--- TASK TO CARRY OUT ---
Return every row below verbatim, with nothing changed.

____________________

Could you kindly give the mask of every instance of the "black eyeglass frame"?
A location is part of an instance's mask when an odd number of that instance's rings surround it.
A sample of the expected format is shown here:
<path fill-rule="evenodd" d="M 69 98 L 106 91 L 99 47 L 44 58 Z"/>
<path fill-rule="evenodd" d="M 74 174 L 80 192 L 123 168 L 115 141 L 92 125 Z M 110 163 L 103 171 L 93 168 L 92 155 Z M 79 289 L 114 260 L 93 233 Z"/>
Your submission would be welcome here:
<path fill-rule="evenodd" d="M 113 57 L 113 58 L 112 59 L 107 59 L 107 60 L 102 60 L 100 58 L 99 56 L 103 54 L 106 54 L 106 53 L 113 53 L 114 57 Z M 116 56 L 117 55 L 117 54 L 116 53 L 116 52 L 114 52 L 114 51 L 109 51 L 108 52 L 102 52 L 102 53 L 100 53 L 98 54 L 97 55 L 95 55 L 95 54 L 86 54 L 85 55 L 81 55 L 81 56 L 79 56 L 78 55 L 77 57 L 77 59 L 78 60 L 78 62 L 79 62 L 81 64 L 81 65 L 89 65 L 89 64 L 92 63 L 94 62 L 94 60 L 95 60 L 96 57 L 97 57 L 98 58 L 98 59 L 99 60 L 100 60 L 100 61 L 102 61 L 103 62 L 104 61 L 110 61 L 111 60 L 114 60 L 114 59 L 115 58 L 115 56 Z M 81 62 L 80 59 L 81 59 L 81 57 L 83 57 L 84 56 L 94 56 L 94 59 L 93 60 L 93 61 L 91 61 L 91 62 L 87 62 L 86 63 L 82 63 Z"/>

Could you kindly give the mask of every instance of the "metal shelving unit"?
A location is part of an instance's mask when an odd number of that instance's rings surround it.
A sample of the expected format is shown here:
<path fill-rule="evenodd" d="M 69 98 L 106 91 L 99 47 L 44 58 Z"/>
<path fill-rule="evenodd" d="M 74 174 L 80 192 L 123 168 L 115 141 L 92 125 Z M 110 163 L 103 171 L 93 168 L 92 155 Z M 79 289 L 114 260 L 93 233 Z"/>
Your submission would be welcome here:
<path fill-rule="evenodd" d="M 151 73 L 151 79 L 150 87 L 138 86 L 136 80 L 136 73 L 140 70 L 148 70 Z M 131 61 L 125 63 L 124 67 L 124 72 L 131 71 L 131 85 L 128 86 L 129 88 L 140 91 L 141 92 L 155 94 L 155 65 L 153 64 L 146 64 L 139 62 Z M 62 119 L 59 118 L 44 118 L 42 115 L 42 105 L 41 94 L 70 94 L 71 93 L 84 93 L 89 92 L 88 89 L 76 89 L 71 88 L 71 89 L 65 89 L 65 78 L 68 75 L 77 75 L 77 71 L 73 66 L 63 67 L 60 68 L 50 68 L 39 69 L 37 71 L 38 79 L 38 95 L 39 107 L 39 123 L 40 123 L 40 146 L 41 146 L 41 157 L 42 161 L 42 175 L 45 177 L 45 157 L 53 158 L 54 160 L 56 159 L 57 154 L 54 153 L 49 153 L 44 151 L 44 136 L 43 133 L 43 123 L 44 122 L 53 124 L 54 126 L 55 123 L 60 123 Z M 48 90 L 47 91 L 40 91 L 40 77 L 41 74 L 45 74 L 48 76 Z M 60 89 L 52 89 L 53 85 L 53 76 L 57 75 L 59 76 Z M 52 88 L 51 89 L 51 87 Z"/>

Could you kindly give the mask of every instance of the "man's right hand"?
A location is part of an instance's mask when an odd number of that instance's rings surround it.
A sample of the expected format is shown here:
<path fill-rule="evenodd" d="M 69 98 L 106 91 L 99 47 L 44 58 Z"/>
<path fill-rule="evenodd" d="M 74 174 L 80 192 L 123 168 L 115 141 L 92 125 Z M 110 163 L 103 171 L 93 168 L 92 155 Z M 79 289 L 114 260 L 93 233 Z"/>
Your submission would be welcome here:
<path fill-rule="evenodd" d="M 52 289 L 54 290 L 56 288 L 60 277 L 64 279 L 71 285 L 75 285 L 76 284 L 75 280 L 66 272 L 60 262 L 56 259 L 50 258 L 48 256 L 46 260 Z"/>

____________________

--- SOLUTION ---
Could you kindly give the mask of every instance of the "black eyeglass frame"?
A location is part of an instance's mask when an odd number of that instance's rings surround it.
A sample of the expected format is shown here:
<path fill-rule="evenodd" d="M 69 98 L 106 91 L 99 47 L 44 58 Z"/>
<path fill-rule="evenodd" d="M 74 174 L 80 192 L 123 168 L 115 141 L 92 125 Z M 110 163 L 103 171 L 93 168 L 92 155 Z M 79 289 L 114 260 L 93 233 Z"/>
Your submission would be welcome here:
<path fill-rule="evenodd" d="M 113 57 L 113 58 L 112 59 L 107 59 L 107 60 L 102 60 L 100 58 L 99 56 L 103 54 L 106 54 L 106 53 L 113 53 L 114 57 Z M 116 56 L 117 55 L 117 54 L 116 53 L 116 52 L 114 52 L 114 51 L 109 51 L 108 52 L 102 52 L 102 53 L 100 53 L 98 54 L 97 55 L 95 55 L 95 54 L 86 54 L 85 55 L 81 55 L 81 56 L 79 56 L 78 55 L 77 57 L 77 59 L 78 60 L 78 62 L 79 62 L 81 64 L 81 65 L 89 65 L 89 64 L 92 63 L 94 62 L 94 60 L 95 60 L 96 57 L 97 57 L 98 58 L 98 59 L 99 60 L 100 60 L 100 61 L 102 61 L 103 62 L 104 61 L 110 61 L 111 60 L 114 60 L 114 59 L 115 58 L 115 56 Z M 81 62 L 80 59 L 81 59 L 81 57 L 83 57 L 84 56 L 94 56 L 94 59 L 93 60 L 93 61 L 91 61 L 91 62 L 87 62 L 86 63 L 82 63 Z"/>

Could you kindly give the mask of every instance of the "metal shelving unit"?
A location is part of an instance's mask when an odd number of that instance's rings surround it.
A sample of the expected format is shown here:
<path fill-rule="evenodd" d="M 69 98 L 106 91 L 99 47 L 44 58 Z"/>
<path fill-rule="evenodd" d="M 74 174 L 80 192 L 123 168 L 115 141 L 92 125 Z M 110 163 L 103 171 L 93 168 L 92 155 Z M 79 289 L 114 260 L 93 233 Z"/>
Your submission would be welcome here:
<path fill-rule="evenodd" d="M 151 73 L 151 79 L 150 87 L 138 86 L 136 80 L 136 73 L 140 70 L 148 70 Z M 131 61 L 125 63 L 124 67 L 124 72 L 131 71 L 131 85 L 128 86 L 129 88 L 140 91 L 141 92 L 155 94 L 155 65 L 153 64 L 146 64 L 139 62 Z M 62 119 L 59 118 L 44 118 L 42 115 L 42 105 L 41 94 L 70 94 L 71 93 L 84 93 L 89 92 L 88 89 L 76 89 L 71 88 L 71 89 L 65 89 L 65 78 L 68 75 L 77 75 L 77 71 L 73 66 L 63 67 L 60 68 L 50 68 L 39 69 L 37 71 L 38 79 L 38 95 L 39 107 L 39 123 L 40 123 L 40 146 L 41 146 L 41 157 L 42 161 L 42 175 L 45 177 L 45 157 L 53 158 L 54 160 L 56 159 L 57 154 L 54 153 L 49 153 L 44 151 L 44 136 L 43 133 L 43 123 L 44 122 L 53 124 L 54 126 L 55 123 L 60 123 Z M 48 90 L 47 91 L 40 91 L 40 77 L 41 74 L 45 74 L 48 76 Z M 60 89 L 52 89 L 53 85 L 53 76 L 57 75 L 59 76 Z M 52 88 L 51 89 L 51 87 Z"/>

Could you kindly give the mask of every instance of the "man's right hand"?
A location is part of an instance's mask when an odd number of that instance's rings surround it.
A sample of the expected format is shown here:
<path fill-rule="evenodd" d="M 69 98 L 106 91 L 99 47 L 44 58 Z"/>
<path fill-rule="evenodd" d="M 74 174 L 80 192 L 123 168 L 115 141 L 92 125 Z M 110 163 L 103 171 L 93 168 L 92 155 Z M 79 289 L 114 260 L 93 233 Z"/>
Your submission would be welcome here:
<path fill-rule="evenodd" d="M 52 289 L 54 290 L 56 288 L 60 277 L 64 279 L 71 285 L 75 285 L 76 284 L 75 280 L 66 272 L 60 262 L 56 259 L 50 258 L 48 256 L 46 260 Z"/>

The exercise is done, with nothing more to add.